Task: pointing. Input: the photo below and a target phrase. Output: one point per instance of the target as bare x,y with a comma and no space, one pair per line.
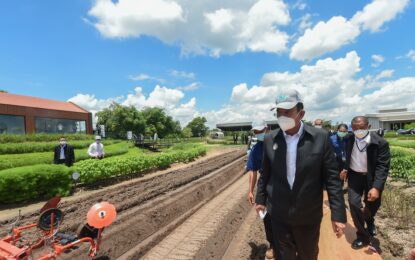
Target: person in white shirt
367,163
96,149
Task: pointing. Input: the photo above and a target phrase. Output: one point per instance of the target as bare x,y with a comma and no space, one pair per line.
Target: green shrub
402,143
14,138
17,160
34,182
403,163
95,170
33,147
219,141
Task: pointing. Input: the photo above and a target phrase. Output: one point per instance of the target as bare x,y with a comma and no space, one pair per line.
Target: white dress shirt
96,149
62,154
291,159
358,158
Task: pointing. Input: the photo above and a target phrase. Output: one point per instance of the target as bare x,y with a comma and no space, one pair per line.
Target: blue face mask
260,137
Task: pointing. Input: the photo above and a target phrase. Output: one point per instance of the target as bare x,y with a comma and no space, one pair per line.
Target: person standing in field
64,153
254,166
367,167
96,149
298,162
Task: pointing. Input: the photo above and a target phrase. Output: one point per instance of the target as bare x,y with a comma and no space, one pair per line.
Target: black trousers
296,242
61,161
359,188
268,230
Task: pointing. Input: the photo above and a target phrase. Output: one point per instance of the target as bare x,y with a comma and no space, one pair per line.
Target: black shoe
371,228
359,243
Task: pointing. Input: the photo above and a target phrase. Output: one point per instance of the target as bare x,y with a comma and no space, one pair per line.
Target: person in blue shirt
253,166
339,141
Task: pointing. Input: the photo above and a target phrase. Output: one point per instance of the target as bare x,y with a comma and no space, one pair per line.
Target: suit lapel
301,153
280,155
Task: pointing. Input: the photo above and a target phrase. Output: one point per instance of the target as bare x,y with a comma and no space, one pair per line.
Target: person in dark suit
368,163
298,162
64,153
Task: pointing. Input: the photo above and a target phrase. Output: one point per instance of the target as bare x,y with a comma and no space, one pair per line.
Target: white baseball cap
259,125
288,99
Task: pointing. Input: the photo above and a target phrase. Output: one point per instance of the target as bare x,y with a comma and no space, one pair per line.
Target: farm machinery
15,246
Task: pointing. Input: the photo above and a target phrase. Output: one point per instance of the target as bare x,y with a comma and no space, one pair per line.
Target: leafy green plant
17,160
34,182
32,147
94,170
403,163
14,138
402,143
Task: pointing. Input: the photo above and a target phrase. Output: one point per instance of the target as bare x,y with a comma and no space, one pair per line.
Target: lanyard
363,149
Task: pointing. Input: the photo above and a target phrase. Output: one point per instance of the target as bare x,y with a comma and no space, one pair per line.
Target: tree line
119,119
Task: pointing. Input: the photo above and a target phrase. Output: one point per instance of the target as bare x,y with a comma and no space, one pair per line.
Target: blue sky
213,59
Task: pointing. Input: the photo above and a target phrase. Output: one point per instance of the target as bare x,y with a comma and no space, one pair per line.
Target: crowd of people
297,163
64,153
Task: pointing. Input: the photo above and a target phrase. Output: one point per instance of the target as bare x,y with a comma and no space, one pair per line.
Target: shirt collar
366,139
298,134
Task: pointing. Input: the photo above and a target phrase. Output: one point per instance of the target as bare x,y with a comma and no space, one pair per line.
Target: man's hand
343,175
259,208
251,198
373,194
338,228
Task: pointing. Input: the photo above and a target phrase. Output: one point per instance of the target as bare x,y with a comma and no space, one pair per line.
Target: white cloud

____

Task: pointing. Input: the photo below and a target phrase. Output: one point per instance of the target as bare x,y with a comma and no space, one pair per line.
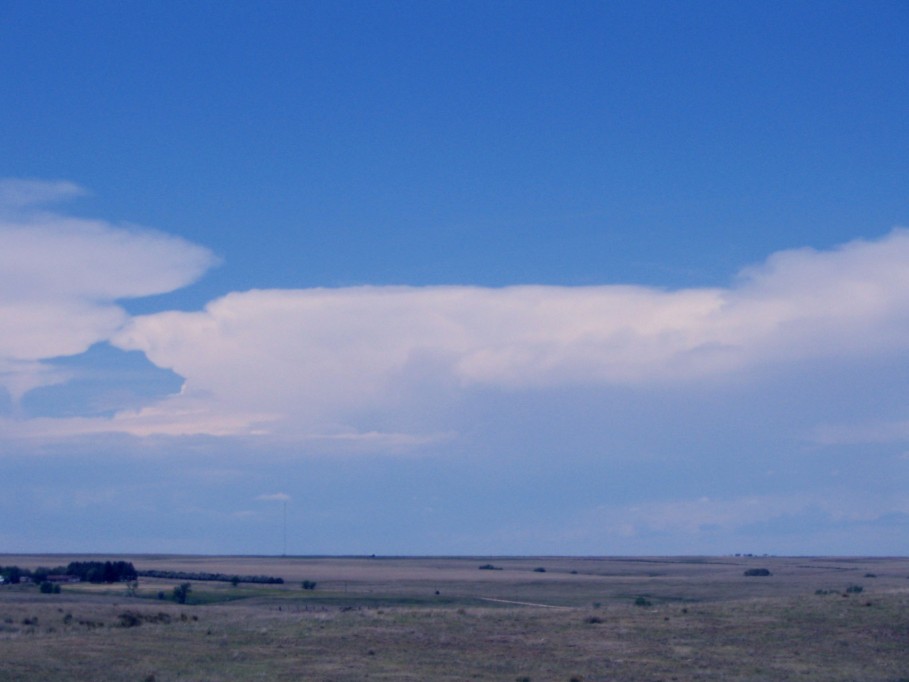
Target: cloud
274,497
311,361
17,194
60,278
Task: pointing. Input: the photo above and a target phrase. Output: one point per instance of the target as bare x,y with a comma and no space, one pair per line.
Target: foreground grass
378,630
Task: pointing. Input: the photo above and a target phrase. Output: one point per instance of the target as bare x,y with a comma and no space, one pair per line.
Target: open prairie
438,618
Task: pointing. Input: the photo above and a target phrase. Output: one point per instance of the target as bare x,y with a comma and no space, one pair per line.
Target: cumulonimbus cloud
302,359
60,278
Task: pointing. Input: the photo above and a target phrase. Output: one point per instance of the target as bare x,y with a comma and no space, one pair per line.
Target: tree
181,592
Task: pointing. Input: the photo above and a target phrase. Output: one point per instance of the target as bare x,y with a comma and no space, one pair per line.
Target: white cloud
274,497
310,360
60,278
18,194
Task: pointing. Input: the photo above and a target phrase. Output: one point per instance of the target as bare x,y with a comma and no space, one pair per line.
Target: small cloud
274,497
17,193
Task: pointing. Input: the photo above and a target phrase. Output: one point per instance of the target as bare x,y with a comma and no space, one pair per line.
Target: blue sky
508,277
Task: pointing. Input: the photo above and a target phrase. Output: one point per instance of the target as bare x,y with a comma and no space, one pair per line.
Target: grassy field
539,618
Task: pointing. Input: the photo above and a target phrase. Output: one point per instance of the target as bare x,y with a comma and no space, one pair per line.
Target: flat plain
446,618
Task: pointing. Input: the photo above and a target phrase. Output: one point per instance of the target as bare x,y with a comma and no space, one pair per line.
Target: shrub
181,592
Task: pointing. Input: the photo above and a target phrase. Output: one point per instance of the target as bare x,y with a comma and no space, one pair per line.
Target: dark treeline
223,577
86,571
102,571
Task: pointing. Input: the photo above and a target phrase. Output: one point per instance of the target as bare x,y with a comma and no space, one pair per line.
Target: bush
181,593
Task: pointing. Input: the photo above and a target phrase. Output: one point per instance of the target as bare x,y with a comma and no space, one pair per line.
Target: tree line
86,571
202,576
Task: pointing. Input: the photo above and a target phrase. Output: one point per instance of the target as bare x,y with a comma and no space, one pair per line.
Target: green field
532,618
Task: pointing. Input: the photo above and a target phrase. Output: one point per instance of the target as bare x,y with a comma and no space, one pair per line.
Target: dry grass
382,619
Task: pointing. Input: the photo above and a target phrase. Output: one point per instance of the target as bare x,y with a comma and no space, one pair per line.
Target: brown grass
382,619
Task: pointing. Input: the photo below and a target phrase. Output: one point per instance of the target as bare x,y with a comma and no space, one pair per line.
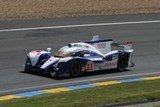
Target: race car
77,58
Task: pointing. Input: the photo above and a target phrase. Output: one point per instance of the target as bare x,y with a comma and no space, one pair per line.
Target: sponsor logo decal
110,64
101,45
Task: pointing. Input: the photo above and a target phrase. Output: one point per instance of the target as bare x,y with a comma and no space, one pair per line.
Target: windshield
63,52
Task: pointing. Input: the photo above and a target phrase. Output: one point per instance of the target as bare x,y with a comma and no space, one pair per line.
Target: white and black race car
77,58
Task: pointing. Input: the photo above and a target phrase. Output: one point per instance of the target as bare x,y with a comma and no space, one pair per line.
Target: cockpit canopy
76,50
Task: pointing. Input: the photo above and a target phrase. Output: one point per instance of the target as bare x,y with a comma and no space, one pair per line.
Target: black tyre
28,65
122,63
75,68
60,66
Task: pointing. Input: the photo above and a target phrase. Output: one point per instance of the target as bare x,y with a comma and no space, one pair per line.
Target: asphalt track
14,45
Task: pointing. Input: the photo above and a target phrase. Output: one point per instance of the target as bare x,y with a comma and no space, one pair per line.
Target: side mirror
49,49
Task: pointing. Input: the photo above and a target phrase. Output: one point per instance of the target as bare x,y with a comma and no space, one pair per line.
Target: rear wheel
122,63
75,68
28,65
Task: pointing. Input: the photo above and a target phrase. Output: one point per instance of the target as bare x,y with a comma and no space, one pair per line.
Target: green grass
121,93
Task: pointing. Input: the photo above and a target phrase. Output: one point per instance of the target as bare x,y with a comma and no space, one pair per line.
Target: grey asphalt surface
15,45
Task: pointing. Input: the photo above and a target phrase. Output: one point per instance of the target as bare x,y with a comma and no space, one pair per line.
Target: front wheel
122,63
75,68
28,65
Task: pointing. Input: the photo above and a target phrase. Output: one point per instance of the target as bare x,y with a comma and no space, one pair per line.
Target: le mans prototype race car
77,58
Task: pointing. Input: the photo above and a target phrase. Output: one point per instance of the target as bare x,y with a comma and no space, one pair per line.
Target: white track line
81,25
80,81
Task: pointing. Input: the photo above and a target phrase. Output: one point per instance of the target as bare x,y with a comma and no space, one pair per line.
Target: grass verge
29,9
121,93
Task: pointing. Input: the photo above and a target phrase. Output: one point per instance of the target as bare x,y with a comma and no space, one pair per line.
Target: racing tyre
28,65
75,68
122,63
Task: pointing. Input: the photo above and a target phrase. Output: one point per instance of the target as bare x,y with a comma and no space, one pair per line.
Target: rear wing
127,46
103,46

____

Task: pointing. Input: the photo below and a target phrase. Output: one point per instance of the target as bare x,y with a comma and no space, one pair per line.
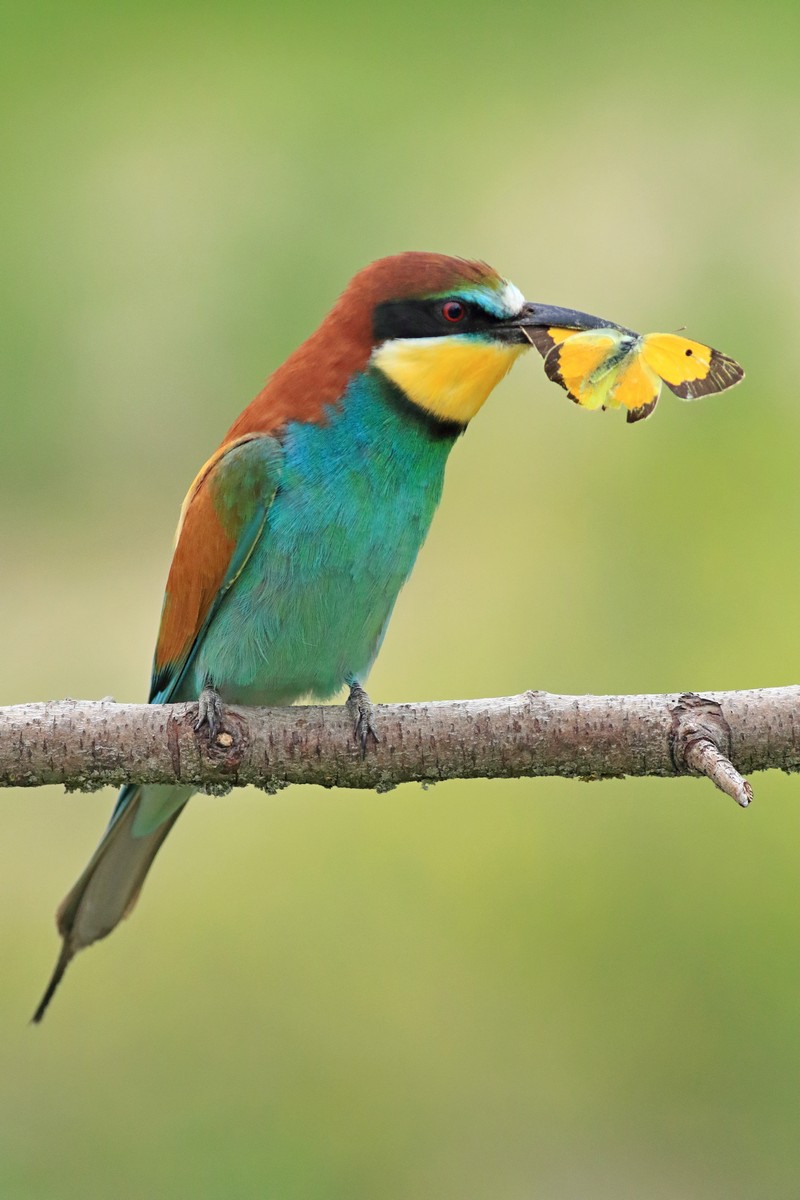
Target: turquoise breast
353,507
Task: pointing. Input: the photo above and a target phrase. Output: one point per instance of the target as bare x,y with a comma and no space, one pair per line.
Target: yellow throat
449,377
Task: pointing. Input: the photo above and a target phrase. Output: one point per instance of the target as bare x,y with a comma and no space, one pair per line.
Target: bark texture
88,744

____

Count how many lines in the records contain the word "black", and reply with the number alone.

4